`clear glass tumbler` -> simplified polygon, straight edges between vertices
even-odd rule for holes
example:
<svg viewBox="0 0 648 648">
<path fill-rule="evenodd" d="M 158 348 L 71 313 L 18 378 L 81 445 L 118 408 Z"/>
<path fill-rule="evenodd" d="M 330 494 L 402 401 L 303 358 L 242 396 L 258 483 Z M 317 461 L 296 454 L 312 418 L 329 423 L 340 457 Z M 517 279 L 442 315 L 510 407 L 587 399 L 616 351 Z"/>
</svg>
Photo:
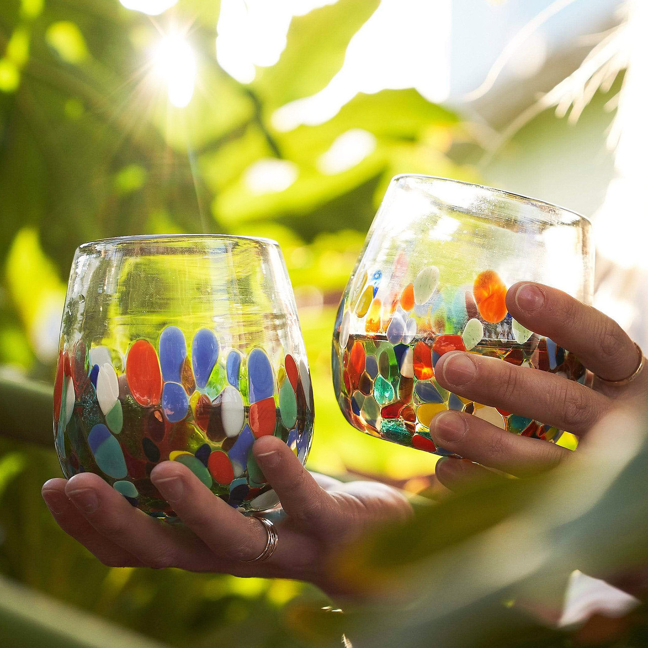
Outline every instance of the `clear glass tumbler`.
<svg viewBox="0 0 648 648">
<path fill-rule="evenodd" d="M 507 312 L 507 287 L 538 281 L 585 303 L 594 246 L 583 216 L 498 189 L 425 176 L 393 178 L 342 295 L 333 384 L 347 420 L 376 437 L 448 454 L 430 436 L 443 410 L 518 434 L 561 430 L 448 392 L 434 365 L 459 349 L 581 382 L 583 365 Z"/>
<path fill-rule="evenodd" d="M 66 477 L 100 475 L 135 506 L 174 513 L 148 476 L 187 465 L 246 511 L 277 496 L 251 452 L 273 434 L 305 462 L 308 361 L 274 241 L 246 237 L 107 239 L 75 255 L 54 388 Z"/>
</svg>

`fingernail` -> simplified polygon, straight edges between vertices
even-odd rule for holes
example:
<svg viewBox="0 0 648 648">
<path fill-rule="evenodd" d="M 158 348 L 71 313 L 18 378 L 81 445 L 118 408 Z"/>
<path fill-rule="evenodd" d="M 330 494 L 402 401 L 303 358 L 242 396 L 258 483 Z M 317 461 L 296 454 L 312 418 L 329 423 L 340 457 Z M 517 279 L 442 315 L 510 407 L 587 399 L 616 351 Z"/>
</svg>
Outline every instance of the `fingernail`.
<svg viewBox="0 0 648 648">
<path fill-rule="evenodd" d="M 265 468 L 275 468 L 279 465 L 281 457 L 275 450 L 270 452 L 261 452 L 257 455 L 257 461 Z"/>
<path fill-rule="evenodd" d="M 433 423 L 434 432 L 432 432 L 435 441 L 441 441 L 441 445 L 456 443 L 468 431 L 463 417 L 454 411 L 442 411 L 437 415 Z"/>
<path fill-rule="evenodd" d="M 92 489 L 83 488 L 71 491 L 68 494 L 72 503 L 84 513 L 94 513 L 99 507 L 99 498 Z"/>
<path fill-rule="evenodd" d="M 465 385 L 477 375 L 477 367 L 469 355 L 456 353 L 442 365 L 443 377 L 452 385 Z"/>
<path fill-rule="evenodd" d="M 533 284 L 522 284 L 515 293 L 515 303 L 521 310 L 532 313 L 542 308 L 544 303 L 544 295 L 540 288 Z"/>
<path fill-rule="evenodd" d="M 182 497 L 185 491 L 185 484 L 179 477 L 167 477 L 163 480 L 156 480 L 155 485 L 162 491 L 162 494 L 169 502 L 178 502 Z"/>
<path fill-rule="evenodd" d="M 47 508 L 55 515 L 60 515 L 65 510 L 67 503 L 67 498 L 65 495 L 55 491 L 43 491 L 42 495 Z"/>
</svg>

+ + + +

Rewrite the listing from its start through the line containing "507 312 L 507", inclusive, putting "beaker" wherever "tumbler" appears and changing nothing else. Leave the pictures out.

`clear glass beaker` -> simplified polygon, straight edges between vertices
even-odd rule for holes
example:
<svg viewBox="0 0 648 648">
<path fill-rule="evenodd" d="M 158 348 L 71 313 L 18 378 L 81 445 L 118 408 Z"/>
<path fill-rule="evenodd" d="M 330 494 L 402 401 L 303 358 L 242 396 L 258 483 Z M 317 461 L 296 454 L 312 418 L 329 423 L 340 457 Z M 517 279 L 442 315 L 510 407 L 587 399 L 616 351 Z"/>
</svg>
Photo:
Outline every instance of the `clear glass beaker`.
<svg viewBox="0 0 648 648">
<path fill-rule="evenodd" d="M 507 312 L 507 287 L 538 281 L 585 303 L 594 246 L 583 216 L 498 189 L 425 176 L 393 178 L 342 295 L 333 384 L 347 420 L 376 437 L 448 454 L 430 436 L 443 410 L 518 434 L 561 430 L 448 392 L 434 365 L 459 349 L 581 382 L 583 365 Z"/>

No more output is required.